» What the task requires
Produce an exact copy of all the data below, dropping every image.
# # # # # # #
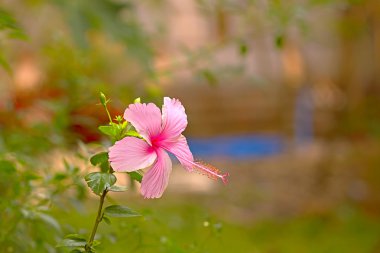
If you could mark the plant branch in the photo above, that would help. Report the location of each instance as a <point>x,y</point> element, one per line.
<point>98,219</point>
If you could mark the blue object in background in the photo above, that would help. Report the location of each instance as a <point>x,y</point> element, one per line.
<point>238,147</point>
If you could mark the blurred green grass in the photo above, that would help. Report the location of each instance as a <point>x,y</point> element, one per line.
<point>190,227</point>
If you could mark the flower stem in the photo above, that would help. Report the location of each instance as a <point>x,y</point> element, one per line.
<point>98,219</point>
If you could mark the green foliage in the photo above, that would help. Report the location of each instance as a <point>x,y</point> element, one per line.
<point>101,160</point>
<point>136,175</point>
<point>12,30</point>
<point>100,181</point>
<point>120,211</point>
<point>117,188</point>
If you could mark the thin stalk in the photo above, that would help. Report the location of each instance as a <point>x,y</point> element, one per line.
<point>97,221</point>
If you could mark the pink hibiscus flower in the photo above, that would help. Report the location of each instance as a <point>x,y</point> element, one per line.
<point>162,134</point>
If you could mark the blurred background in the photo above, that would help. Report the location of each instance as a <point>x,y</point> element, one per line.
<point>283,95</point>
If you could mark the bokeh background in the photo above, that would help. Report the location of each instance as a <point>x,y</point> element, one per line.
<point>283,95</point>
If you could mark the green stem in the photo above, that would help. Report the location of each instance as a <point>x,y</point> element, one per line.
<point>108,113</point>
<point>97,221</point>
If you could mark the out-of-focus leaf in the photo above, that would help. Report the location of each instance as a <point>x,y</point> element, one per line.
<point>72,242</point>
<point>101,160</point>
<point>107,130</point>
<point>120,211</point>
<point>99,181</point>
<point>49,220</point>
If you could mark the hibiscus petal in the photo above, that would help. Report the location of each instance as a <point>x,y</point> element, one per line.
<point>146,118</point>
<point>130,154</point>
<point>156,179</point>
<point>181,150</point>
<point>174,119</point>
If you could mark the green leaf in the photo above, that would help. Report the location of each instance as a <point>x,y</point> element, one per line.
<point>280,41</point>
<point>100,181</point>
<point>120,211</point>
<point>101,159</point>
<point>133,133</point>
<point>107,130</point>
<point>117,188</point>
<point>76,251</point>
<point>7,167</point>
<point>72,242</point>
<point>75,237</point>
<point>135,175</point>
<point>106,220</point>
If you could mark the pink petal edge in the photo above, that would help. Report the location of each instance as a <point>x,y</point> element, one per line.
<point>156,179</point>
<point>174,118</point>
<point>181,150</point>
<point>130,154</point>
<point>146,118</point>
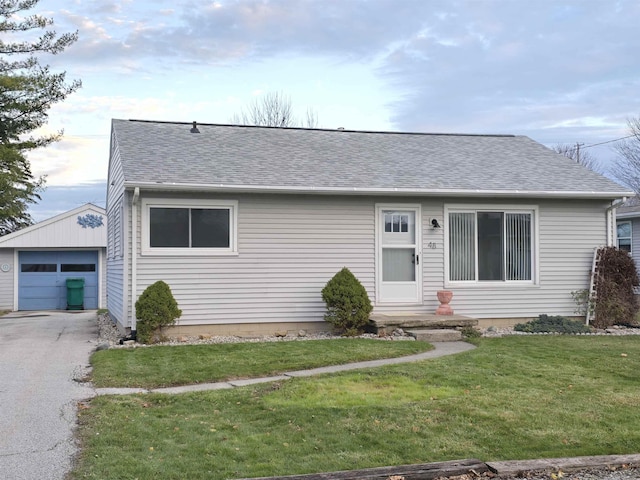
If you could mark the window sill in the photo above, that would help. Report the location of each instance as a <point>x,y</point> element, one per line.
<point>187,252</point>
<point>490,285</point>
# # # # # # #
» Written response
If you could mark the plant branch in the photo above, that would help. Report the location of each instance as a <point>x,y</point> element, one per line.
<point>98,219</point>
If you could mark the blue object in background in the photo above, that would help. Report the location of each instance as a <point>x,y</point> element, one per line.
<point>238,147</point>
If you could mark the blurred green grass in the photo above, that would help. Report the location of each instance as a <point>x,y</point> element, one per line.
<point>190,227</point>
If you could mark the flower stem in the photo above, that would help. Report the location of each instance as a <point>x,y</point> element, one per line.
<point>98,219</point>
If you could mark the green foliage in the photo above, that would help. Report the location of each instance as a <point>x,y</point> element, one per line.
<point>101,160</point>
<point>136,175</point>
<point>12,30</point>
<point>100,181</point>
<point>120,211</point>
<point>117,188</point>
If you could mark the thin stalk in the photo above, that would help. Report the location of each instance as a <point>x,y</point> element, one per line.
<point>97,221</point>
If you could mark the pink hibiscus flower in the photo above, that would help. Report the location of each instance as a <point>x,y</point> element, one per line.
<point>162,134</point>
If you could mark the blurred background in the photo above, that would help. Report the location of each instance as a <point>x,y</point> element, one per line.
<point>283,95</point>
If you could mark the bokeh background in the photo above, that would help. Report the location of each instance as a <point>x,y</point> element, one per line.
<point>283,95</point>
If you could mark the green stem in the photo above, that would help. Report the location of each instance as a <point>x,y</point> element, one per line.
<point>108,113</point>
<point>97,221</point>
If you could mark the out-of-focus leaf in the photo above, that would help. Report the location of each instance as a <point>x,y</point> element, one per line.
<point>72,242</point>
<point>101,160</point>
<point>107,130</point>
<point>120,211</point>
<point>99,181</point>
<point>49,220</point>
If you could mark the hibiscus petal in the photo above, that would help. Report the location of each instance as a <point>x,y</point> element, one per line.
<point>146,118</point>
<point>130,154</point>
<point>156,179</point>
<point>181,150</point>
<point>174,119</point>
If you could mark the green leaf in the photo above, that would help. Report the location of each instance as a <point>x,y</point> element, one per line.
<point>280,41</point>
<point>100,181</point>
<point>120,211</point>
<point>101,159</point>
<point>133,133</point>
<point>107,130</point>
<point>117,188</point>
<point>76,251</point>
<point>7,167</point>
<point>72,242</point>
<point>75,237</point>
<point>135,175</point>
<point>106,220</point>
If you could mark the pink petal edge in the photo above, that would help. Report the location of each instance as a <point>x,y</point> element, one per line.
<point>156,179</point>
<point>174,118</point>
<point>181,150</point>
<point>130,154</point>
<point>146,118</point>
If you could mark the window sill in the photo above, that would help. Report the location of each instance as a <point>x,y</point> element, one per line.
<point>187,252</point>
<point>490,285</point>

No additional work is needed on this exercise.